# Set problem
Below is a set of entries. Reproduce exactly the lines from the one containing "tent in the photo above." through the end, both included.

# Excerpted data
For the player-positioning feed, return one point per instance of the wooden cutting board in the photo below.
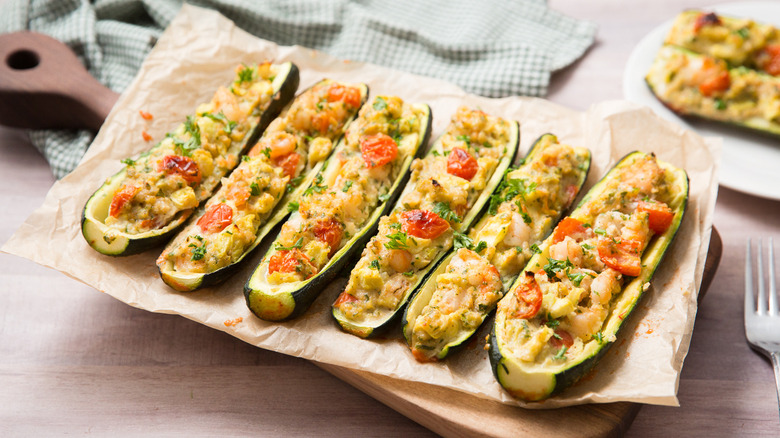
(453, 413)
(43, 85)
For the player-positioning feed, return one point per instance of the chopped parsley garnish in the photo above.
(246, 74)
(298, 244)
(508, 190)
(316, 187)
(199, 252)
(229, 125)
(554, 266)
(443, 210)
(397, 240)
(380, 103)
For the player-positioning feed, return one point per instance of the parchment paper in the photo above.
(199, 51)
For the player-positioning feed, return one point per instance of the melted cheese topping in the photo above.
(738, 41)
(393, 260)
(580, 278)
(292, 144)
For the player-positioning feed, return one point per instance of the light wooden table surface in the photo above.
(75, 361)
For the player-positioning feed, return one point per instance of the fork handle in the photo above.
(775, 355)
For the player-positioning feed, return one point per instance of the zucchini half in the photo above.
(278, 302)
(750, 95)
(185, 281)
(492, 238)
(375, 326)
(535, 380)
(113, 242)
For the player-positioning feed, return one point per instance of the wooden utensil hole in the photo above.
(23, 60)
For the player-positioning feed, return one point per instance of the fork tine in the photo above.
(750, 305)
(772, 285)
(761, 300)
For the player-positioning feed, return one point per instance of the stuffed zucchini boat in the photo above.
(463, 290)
(150, 198)
(448, 189)
(740, 42)
(250, 202)
(567, 306)
(699, 85)
(338, 213)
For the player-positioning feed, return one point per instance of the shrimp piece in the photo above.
(567, 249)
(400, 260)
(604, 286)
(518, 232)
(584, 324)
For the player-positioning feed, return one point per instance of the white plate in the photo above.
(750, 162)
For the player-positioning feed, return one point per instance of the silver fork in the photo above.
(762, 321)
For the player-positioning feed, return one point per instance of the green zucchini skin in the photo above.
(372, 330)
(754, 124)
(285, 305)
(120, 244)
(536, 385)
(191, 282)
(424, 293)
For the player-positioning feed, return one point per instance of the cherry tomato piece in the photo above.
(423, 224)
(568, 227)
(771, 59)
(121, 197)
(561, 338)
(349, 95)
(624, 256)
(660, 215)
(378, 149)
(288, 163)
(186, 167)
(529, 297)
(329, 231)
(290, 260)
(462, 164)
(217, 217)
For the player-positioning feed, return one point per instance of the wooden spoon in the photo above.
(43, 85)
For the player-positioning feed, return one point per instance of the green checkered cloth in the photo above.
(493, 48)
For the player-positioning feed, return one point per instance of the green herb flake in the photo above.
(380, 103)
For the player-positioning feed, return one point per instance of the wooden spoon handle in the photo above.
(43, 85)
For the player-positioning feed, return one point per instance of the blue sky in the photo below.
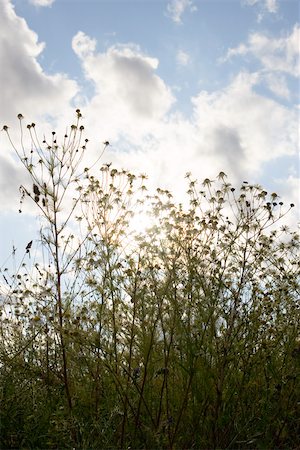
(174, 85)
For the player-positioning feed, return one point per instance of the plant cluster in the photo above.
(184, 335)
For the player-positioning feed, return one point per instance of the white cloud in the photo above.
(176, 9)
(83, 45)
(41, 2)
(128, 93)
(277, 84)
(25, 86)
(243, 128)
(270, 6)
(234, 129)
(275, 54)
(183, 58)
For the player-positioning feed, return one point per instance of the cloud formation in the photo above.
(25, 87)
(270, 6)
(275, 54)
(176, 9)
(41, 2)
(129, 95)
(234, 129)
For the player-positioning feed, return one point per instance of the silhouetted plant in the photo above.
(182, 335)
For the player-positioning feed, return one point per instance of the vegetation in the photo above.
(182, 336)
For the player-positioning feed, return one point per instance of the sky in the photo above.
(175, 86)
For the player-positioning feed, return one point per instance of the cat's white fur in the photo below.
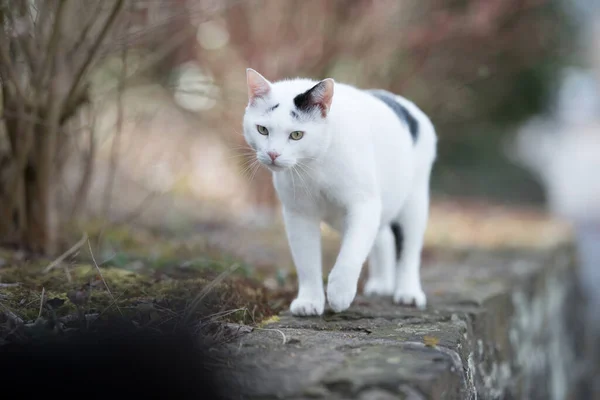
(357, 169)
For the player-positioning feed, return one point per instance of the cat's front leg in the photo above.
(361, 227)
(304, 237)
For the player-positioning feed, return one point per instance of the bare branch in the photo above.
(90, 23)
(47, 67)
(110, 20)
(9, 67)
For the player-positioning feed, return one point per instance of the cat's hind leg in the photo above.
(382, 265)
(413, 223)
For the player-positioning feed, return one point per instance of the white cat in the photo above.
(359, 161)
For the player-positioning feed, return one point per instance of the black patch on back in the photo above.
(403, 114)
(273, 108)
(398, 238)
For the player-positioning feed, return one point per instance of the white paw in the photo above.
(307, 306)
(340, 293)
(410, 297)
(379, 287)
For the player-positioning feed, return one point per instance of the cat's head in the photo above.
(286, 122)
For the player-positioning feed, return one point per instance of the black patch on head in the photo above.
(304, 103)
(398, 238)
(403, 114)
(272, 108)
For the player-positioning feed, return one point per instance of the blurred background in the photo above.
(141, 102)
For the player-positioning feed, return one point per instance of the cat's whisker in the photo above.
(304, 183)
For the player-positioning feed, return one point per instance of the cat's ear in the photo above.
(258, 86)
(320, 95)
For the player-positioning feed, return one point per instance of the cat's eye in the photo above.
(262, 130)
(296, 135)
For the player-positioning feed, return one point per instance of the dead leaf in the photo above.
(430, 341)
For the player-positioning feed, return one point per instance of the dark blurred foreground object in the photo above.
(111, 364)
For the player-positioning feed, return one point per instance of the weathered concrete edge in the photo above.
(522, 345)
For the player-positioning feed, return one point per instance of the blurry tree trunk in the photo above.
(43, 73)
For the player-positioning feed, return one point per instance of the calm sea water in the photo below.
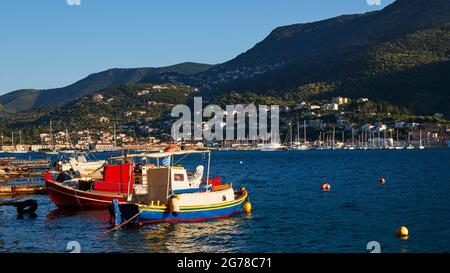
(291, 213)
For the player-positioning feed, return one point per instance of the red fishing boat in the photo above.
(117, 183)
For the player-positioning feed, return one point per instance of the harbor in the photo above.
(357, 209)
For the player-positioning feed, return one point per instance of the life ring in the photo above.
(27, 206)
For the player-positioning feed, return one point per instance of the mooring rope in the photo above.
(124, 223)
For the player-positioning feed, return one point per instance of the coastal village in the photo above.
(339, 123)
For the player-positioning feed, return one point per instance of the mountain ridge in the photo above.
(346, 52)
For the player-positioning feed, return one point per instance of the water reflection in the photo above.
(211, 236)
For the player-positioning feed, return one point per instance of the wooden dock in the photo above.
(21, 190)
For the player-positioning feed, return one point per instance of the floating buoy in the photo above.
(172, 148)
(402, 232)
(248, 207)
(326, 187)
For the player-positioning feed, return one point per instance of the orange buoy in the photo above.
(402, 232)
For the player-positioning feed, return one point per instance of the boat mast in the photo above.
(353, 136)
(334, 136)
(304, 131)
(51, 136)
(420, 138)
(115, 139)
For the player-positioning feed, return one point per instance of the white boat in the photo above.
(18, 152)
(271, 146)
(421, 147)
(410, 146)
(297, 145)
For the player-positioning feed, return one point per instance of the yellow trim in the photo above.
(165, 208)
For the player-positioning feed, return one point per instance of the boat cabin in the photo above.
(146, 182)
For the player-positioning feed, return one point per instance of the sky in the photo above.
(53, 43)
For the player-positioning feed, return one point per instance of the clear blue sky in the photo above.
(48, 43)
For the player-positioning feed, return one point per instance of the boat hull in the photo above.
(67, 197)
(160, 214)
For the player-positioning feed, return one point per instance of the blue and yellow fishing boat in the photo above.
(167, 193)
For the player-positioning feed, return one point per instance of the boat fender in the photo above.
(174, 206)
(27, 206)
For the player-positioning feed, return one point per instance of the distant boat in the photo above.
(19, 152)
(270, 147)
(421, 147)
(410, 146)
(297, 145)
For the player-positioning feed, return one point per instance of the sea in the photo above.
(291, 213)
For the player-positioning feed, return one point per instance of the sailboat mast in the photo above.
(304, 131)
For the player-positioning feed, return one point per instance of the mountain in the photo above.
(399, 54)
(25, 99)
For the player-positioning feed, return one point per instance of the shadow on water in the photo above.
(209, 236)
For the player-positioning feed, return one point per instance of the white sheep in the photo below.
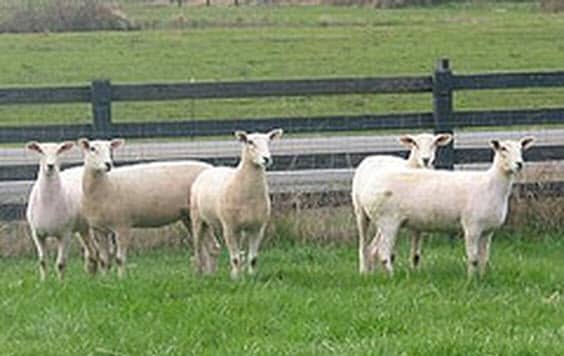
(428, 200)
(54, 207)
(422, 155)
(137, 196)
(234, 201)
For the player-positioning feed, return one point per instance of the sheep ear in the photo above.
(527, 142)
(83, 143)
(276, 133)
(65, 146)
(117, 142)
(34, 146)
(241, 136)
(408, 140)
(443, 139)
(495, 145)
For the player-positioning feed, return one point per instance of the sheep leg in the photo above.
(189, 236)
(213, 249)
(198, 230)
(415, 254)
(122, 240)
(386, 244)
(63, 243)
(254, 243)
(234, 254)
(90, 253)
(373, 250)
(101, 244)
(484, 253)
(362, 223)
(471, 239)
(40, 246)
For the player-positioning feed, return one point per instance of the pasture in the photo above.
(282, 43)
(307, 299)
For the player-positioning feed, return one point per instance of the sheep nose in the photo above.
(267, 161)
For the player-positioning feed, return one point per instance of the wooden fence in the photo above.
(442, 118)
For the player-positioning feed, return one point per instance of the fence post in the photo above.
(442, 111)
(101, 91)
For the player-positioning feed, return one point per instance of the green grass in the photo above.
(306, 300)
(287, 42)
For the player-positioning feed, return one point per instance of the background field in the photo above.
(308, 297)
(262, 42)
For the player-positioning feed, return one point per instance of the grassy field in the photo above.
(306, 300)
(225, 43)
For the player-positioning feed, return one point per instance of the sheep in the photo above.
(54, 207)
(427, 200)
(234, 201)
(422, 155)
(143, 195)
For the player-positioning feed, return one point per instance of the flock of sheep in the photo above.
(102, 203)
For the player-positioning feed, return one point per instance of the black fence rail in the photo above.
(442, 118)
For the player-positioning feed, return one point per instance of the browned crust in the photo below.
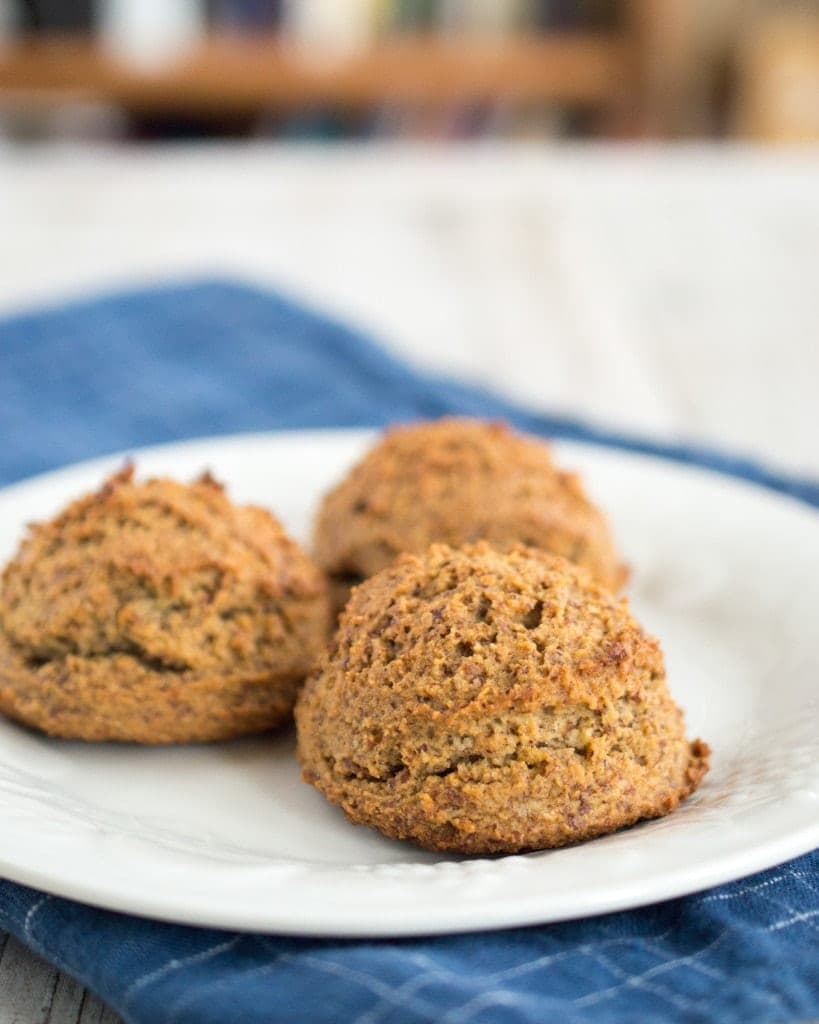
(480, 702)
(459, 480)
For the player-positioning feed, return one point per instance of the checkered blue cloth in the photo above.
(211, 357)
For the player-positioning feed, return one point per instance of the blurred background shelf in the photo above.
(433, 70)
(230, 75)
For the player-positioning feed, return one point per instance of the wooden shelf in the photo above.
(234, 76)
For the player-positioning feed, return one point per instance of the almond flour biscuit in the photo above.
(478, 701)
(458, 481)
(158, 612)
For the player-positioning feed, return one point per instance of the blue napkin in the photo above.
(211, 357)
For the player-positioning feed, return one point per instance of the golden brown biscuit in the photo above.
(457, 481)
(478, 701)
(158, 612)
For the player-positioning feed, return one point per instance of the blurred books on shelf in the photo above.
(432, 69)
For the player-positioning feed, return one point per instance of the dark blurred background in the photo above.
(410, 69)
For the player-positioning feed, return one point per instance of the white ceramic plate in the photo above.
(227, 835)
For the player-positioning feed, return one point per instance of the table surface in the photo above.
(673, 293)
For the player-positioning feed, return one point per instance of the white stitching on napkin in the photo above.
(29, 921)
(795, 920)
(175, 965)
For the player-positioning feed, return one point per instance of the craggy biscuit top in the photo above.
(456, 481)
(481, 701)
(161, 585)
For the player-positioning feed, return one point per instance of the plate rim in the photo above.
(494, 914)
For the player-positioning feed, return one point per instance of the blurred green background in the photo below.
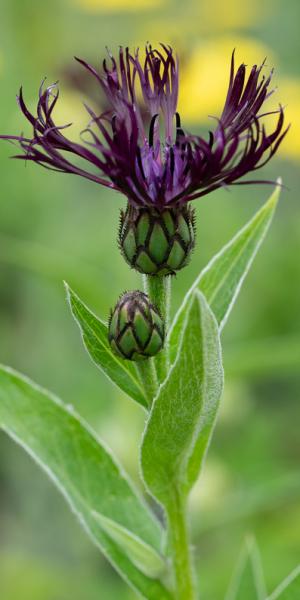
(55, 227)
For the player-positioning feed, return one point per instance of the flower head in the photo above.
(144, 152)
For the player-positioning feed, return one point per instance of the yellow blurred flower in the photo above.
(289, 91)
(118, 5)
(204, 80)
(230, 14)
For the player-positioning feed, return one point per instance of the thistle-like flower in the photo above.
(144, 152)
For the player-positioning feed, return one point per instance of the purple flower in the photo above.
(143, 152)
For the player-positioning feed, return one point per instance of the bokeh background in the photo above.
(55, 227)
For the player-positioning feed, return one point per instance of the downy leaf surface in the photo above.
(184, 412)
(84, 471)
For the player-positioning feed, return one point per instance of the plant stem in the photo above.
(148, 377)
(180, 549)
(158, 288)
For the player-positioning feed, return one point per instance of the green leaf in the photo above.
(289, 589)
(184, 412)
(82, 469)
(141, 554)
(222, 279)
(94, 335)
(248, 581)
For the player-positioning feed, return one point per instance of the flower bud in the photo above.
(157, 242)
(136, 330)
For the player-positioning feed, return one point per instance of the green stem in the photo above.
(148, 377)
(180, 549)
(158, 289)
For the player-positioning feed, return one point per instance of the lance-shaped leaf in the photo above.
(95, 338)
(248, 580)
(222, 279)
(184, 412)
(85, 473)
(145, 557)
(289, 589)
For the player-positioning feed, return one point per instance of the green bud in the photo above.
(136, 330)
(157, 242)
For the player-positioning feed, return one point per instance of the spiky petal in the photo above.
(151, 160)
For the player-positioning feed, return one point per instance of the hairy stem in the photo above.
(147, 373)
(158, 289)
(180, 549)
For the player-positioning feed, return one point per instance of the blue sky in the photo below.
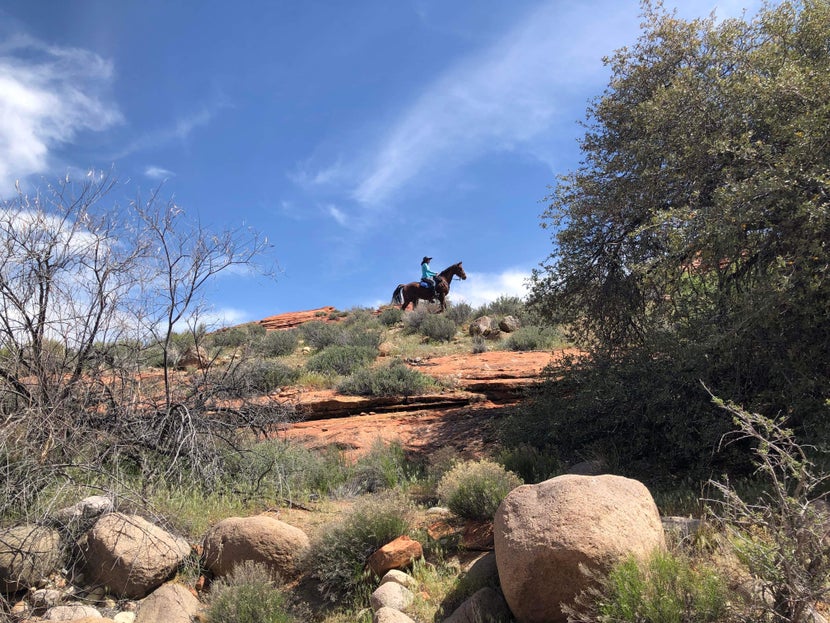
(357, 136)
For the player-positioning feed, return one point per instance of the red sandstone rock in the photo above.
(395, 555)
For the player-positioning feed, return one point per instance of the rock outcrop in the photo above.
(260, 538)
(131, 556)
(544, 533)
(28, 553)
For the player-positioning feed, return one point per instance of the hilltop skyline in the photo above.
(358, 137)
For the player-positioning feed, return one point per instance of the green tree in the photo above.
(695, 231)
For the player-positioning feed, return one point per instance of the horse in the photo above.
(411, 292)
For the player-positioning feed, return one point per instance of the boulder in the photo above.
(390, 615)
(481, 326)
(484, 606)
(508, 324)
(260, 538)
(89, 508)
(171, 603)
(28, 554)
(397, 554)
(482, 571)
(391, 595)
(544, 533)
(131, 556)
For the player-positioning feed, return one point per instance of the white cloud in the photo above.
(337, 214)
(505, 97)
(481, 288)
(179, 130)
(48, 95)
(158, 173)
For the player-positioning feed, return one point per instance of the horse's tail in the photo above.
(397, 295)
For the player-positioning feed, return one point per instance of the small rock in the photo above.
(486, 604)
(390, 615)
(44, 598)
(71, 612)
(399, 577)
(395, 555)
(391, 595)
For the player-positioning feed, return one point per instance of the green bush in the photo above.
(412, 320)
(459, 313)
(338, 555)
(667, 588)
(233, 337)
(474, 489)
(479, 344)
(265, 376)
(342, 360)
(395, 379)
(248, 594)
(390, 316)
(531, 338)
(278, 343)
(383, 467)
(531, 464)
(438, 327)
(319, 334)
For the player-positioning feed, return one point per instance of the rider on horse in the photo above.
(427, 274)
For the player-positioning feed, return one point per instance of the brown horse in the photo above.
(411, 292)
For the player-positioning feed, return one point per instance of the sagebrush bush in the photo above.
(474, 489)
(531, 338)
(390, 316)
(278, 343)
(413, 319)
(248, 594)
(265, 376)
(342, 360)
(384, 467)
(395, 379)
(338, 555)
(667, 588)
(319, 335)
(438, 327)
(531, 464)
(459, 313)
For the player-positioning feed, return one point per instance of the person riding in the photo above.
(426, 273)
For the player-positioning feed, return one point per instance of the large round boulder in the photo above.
(545, 532)
(260, 538)
(28, 554)
(131, 556)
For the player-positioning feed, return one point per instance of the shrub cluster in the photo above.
(474, 489)
(248, 594)
(438, 327)
(342, 360)
(664, 589)
(278, 343)
(338, 556)
(395, 379)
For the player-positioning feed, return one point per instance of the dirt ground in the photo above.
(469, 428)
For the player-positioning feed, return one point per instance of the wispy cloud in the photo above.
(337, 214)
(48, 95)
(158, 173)
(504, 97)
(178, 130)
(481, 288)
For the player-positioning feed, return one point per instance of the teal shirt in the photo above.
(426, 272)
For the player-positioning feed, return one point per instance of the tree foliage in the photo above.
(695, 231)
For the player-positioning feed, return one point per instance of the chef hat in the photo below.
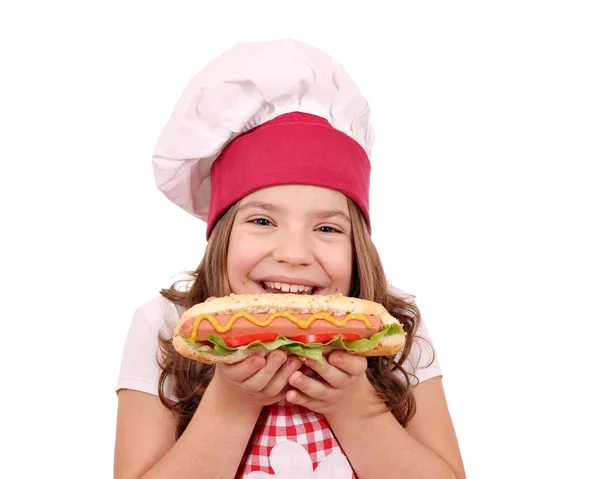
(264, 114)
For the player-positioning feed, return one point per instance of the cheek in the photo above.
(241, 259)
(340, 265)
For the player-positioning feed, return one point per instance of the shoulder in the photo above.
(158, 314)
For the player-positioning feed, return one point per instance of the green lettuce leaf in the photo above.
(311, 351)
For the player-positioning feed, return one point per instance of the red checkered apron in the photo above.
(287, 421)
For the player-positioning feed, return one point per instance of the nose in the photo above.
(293, 248)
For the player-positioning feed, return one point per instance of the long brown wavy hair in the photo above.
(189, 379)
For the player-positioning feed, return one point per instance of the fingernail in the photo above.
(335, 360)
(257, 362)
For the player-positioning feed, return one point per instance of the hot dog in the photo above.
(232, 328)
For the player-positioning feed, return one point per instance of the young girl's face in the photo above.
(291, 238)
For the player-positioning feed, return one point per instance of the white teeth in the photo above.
(289, 288)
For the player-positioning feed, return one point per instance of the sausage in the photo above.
(280, 325)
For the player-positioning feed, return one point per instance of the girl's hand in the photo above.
(256, 381)
(342, 388)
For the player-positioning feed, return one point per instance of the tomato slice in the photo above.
(237, 341)
(324, 337)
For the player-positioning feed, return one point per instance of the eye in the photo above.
(261, 222)
(328, 229)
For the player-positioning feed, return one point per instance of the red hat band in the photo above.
(294, 148)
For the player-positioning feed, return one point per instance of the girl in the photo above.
(270, 145)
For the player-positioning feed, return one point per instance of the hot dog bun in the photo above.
(269, 304)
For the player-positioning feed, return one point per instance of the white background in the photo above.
(484, 202)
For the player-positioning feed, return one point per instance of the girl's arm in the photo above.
(215, 440)
(378, 446)
(374, 442)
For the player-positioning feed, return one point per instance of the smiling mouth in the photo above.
(275, 287)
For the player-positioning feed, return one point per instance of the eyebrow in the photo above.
(322, 214)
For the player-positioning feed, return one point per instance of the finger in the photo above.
(335, 377)
(310, 387)
(280, 380)
(245, 369)
(263, 376)
(296, 397)
(353, 365)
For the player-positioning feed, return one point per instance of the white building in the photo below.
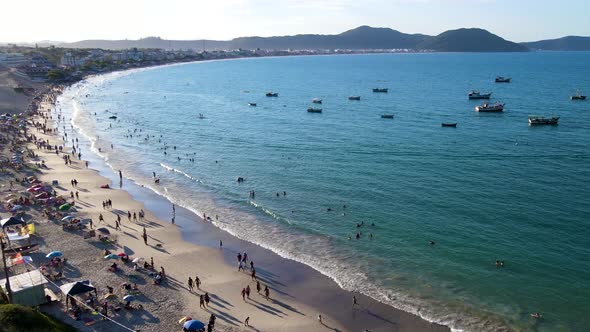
(12, 60)
(71, 60)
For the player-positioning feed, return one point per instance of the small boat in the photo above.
(578, 96)
(540, 120)
(487, 107)
(477, 95)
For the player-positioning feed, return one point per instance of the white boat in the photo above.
(502, 79)
(540, 120)
(478, 95)
(487, 107)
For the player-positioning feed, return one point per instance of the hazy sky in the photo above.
(72, 20)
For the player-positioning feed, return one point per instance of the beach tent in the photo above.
(193, 325)
(11, 221)
(77, 287)
(27, 288)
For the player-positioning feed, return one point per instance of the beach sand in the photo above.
(297, 292)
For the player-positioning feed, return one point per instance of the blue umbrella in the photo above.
(54, 254)
(193, 325)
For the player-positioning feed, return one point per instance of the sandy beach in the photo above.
(187, 248)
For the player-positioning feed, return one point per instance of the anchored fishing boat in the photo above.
(540, 120)
(487, 107)
(478, 95)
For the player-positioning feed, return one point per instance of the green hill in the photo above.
(470, 40)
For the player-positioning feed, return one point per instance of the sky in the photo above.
(74, 20)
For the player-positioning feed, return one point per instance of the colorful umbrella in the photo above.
(193, 325)
(54, 254)
(104, 230)
(184, 319)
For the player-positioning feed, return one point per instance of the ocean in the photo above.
(493, 188)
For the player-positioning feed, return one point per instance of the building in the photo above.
(12, 60)
(71, 60)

# Output
For the player-positioning feed, return one point per instance of the beach tent in the photo above.
(193, 325)
(11, 221)
(77, 287)
(27, 288)
For the player-positioning feed, return one point per instance of the beach sand in the photo above.
(297, 292)
For the player-positioning feed, return one point per instance of the blue umbrella in the photo above.
(54, 254)
(193, 325)
For the player-positioning feed, return one point per instance of the sandy beach in the photo above.
(187, 248)
For the player-positioning feed, return one point per instance of the anchored fishing boat in the photo above.
(540, 120)
(487, 107)
(478, 95)
For the player-positioning feed, return one point per instance of the green hill in the photo above.
(470, 40)
For the player-positioning feed, return one point per instance of the sky in the photo above.
(74, 20)
For the player-positioning feed, return one point per instance of the colorful umbrella in the photo above.
(193, 325)
(54, 254)
(104, 230)
(184, 319)
For the player-positioning feed, return one point per instance of the ocean in the photo above.
(493, 188)
For the player-positioning feed, return one point per instance of the building in the photo above.
(12, 60)
(71, 60)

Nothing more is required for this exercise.